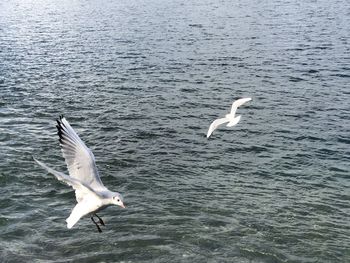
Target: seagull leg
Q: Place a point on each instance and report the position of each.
(98, 227)
(100, 220)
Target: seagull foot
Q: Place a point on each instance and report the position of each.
(98, 227)
(100, 220)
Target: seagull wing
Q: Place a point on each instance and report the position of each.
(79, 158)
(215, 124)
(238, 103)
(81, 190)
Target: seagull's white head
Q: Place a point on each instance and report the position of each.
(117, 199)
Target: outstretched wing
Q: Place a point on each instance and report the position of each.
(79, 159)
(81, 190)
(238, 103)
(215, 124)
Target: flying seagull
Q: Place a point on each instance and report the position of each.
(230, 118)
(91, 195)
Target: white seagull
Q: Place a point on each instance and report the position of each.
(230, 118)
(92, 196)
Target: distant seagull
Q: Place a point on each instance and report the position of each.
(230, 118)
(92, 196)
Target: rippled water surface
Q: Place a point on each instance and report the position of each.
(141, 81)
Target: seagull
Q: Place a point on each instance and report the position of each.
(230, 118)
(91, 195)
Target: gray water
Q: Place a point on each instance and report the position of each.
(141, 81)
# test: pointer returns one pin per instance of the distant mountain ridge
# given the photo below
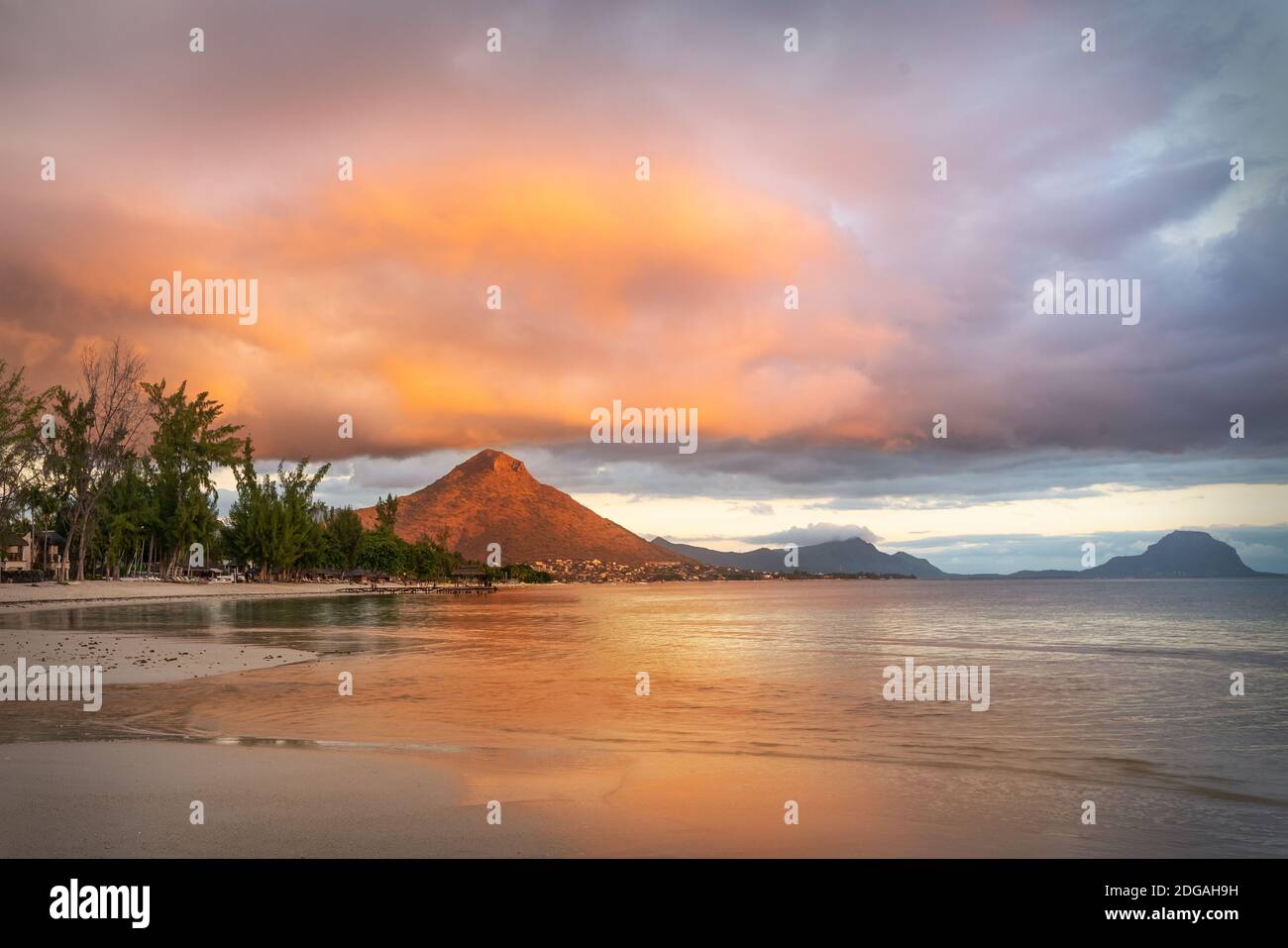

▶ [WHAT THE TASK REQUIRES]
Word for word, restate the material above; do not carry over the pictures.

▶ [ANSWER BOX]
Target: seagull leg
Q: Place a point on each instance and report the position of each.
(98, 227)
(100, 220)
Target: seagull foot
Q: Place a point on each instance and report the position of each.
(98, 227)
(100, 220)
Target: seagull wing
Q: Place a point on each instance and report the position of each.
(79, 158)
(215, 124)
(238, 103)
(81, 190)
Target: seagull's white head
Q: Place a point on each instance and report the position of each.
(117, 199)
Target: outstretched wing
Q: Place a point on each instance and report the position of each.
(79, 159)
(81, 190)
(238, 103)
(215, 124)
Target: flying seagull
Q: Place a point on each instance and report the position of each.
(230, 118)
(91, 195)
Target: white seagull
Q: Place a point on each instance and report the position of each.
(230, 118)
(92, 196)
Target: distant seagull
Q: Place a point on each instance and report the position of each.
(230, 118)
(92, 196)
Target: rippled water surface
Q: Place a point on each instance and report the position of each.
(141, 81)
Target: seagull
Q: Place a point on each instance and report the position of each.
(230, 118)
(91, 195)
Target: gray water
Q: Place a point on each instance and report the position of each.
(141, 81)
# test: pointer returns one pin per instance of the distant mountain ridge
# given the photo below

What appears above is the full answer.